» **Recorded data**:
--- begin ---

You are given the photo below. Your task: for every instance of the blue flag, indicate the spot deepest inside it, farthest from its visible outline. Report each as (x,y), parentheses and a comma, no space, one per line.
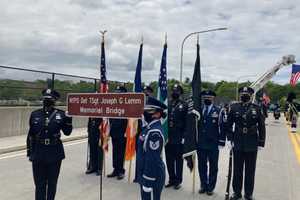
(162,91)
(138,73)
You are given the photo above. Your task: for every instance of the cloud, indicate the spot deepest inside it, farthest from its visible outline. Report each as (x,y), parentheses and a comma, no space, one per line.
(63,36)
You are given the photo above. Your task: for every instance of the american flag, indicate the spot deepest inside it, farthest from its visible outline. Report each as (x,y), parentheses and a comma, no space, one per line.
(295,74)
(132,125)
(162,93)
(104,126)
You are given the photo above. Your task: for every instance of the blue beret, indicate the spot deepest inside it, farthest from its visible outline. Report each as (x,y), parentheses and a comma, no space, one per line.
(247,90)
(153,103)
(50,94)
(208,93)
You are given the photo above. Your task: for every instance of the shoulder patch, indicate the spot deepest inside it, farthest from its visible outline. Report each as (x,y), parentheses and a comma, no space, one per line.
(154,145)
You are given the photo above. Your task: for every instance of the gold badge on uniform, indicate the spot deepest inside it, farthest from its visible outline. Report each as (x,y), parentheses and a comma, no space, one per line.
(58,117)
(215,114)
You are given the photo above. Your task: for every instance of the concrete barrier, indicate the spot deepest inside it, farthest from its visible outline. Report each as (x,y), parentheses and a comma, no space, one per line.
(15,120)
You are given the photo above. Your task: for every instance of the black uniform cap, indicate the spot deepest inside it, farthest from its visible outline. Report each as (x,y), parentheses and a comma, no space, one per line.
(208,93)
(177,87)
(120,89)
(246,90)
(147,88)
(154,104)
(50,94)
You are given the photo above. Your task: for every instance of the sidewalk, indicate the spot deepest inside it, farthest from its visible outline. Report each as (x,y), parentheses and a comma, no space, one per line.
(17,143)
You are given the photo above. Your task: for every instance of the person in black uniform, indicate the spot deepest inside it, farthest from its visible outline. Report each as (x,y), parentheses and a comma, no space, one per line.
(177,111)
(151,168)
(118,136)
(211,138)
(247,137)
(148,91)
(95,151)
(44,147)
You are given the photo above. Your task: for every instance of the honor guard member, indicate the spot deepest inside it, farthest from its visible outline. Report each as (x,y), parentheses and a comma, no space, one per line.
(148,91)
(118,136)
(151,142)
(44,147)
(211,138)
(95,151)
(246,138)
(177,111)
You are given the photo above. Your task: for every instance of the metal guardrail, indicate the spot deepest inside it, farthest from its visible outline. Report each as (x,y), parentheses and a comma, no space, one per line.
(51,83)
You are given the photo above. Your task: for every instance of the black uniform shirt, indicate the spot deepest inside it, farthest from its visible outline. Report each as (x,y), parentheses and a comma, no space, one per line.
(249,130)
(43,140)
(177,112)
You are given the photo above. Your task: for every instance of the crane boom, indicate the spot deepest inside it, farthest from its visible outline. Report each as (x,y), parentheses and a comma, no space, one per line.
(262,80)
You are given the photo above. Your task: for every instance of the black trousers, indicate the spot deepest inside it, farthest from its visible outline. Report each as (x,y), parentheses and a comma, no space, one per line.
(174,162)
(45,177)
(243,160)
(208,168)
(119,147)
(96,155)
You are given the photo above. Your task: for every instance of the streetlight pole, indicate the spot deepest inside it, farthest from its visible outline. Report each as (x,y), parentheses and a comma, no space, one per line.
(237,84)
(186,37)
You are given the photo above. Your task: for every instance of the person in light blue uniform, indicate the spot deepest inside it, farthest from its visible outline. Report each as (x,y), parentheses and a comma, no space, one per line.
(211,138)
(150,167)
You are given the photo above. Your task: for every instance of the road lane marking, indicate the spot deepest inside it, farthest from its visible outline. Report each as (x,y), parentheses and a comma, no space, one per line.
(23,152)
(295,143)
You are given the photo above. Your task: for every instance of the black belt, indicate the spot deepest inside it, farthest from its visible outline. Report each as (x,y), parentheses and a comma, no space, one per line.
(246,130)
(48,141)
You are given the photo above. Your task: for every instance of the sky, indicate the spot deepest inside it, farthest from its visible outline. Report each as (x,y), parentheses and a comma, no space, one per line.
(63,36)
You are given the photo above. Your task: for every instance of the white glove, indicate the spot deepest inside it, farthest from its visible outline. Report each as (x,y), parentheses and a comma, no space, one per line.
(144,123)
(230,145)
(220,147)
(147,189)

--- end ---

» **TASK INSTRUCTIONS**: Give again, word for word, every line from the one holding "black belt, indicate" to the end of the data.

» **COMPLETE ANSWER**:
You are given the photo above. Your task: for every instance of the black belt, indicate the spot deepest inside it, farthest from its visible outline. Report each as (x,y), parentheses and a comma, no space, one per line.
(246,130)
(48,141)
You are given the photo above. Your task: for every instance of the sky, indicate the spot deepest inside it, farthest from its visible outline. Report each as (x,y), parentheses and a comma, no space, one per line.
(63,36)
You are given the photo above. Your task: for every instance of the white glove, indicate the spot deepest inside it, farthest from its visible outline. Report each as (x,y), parentheses and a comma, no space, one per line.
(144,123)
(230,145)
(220,147)
(147,189)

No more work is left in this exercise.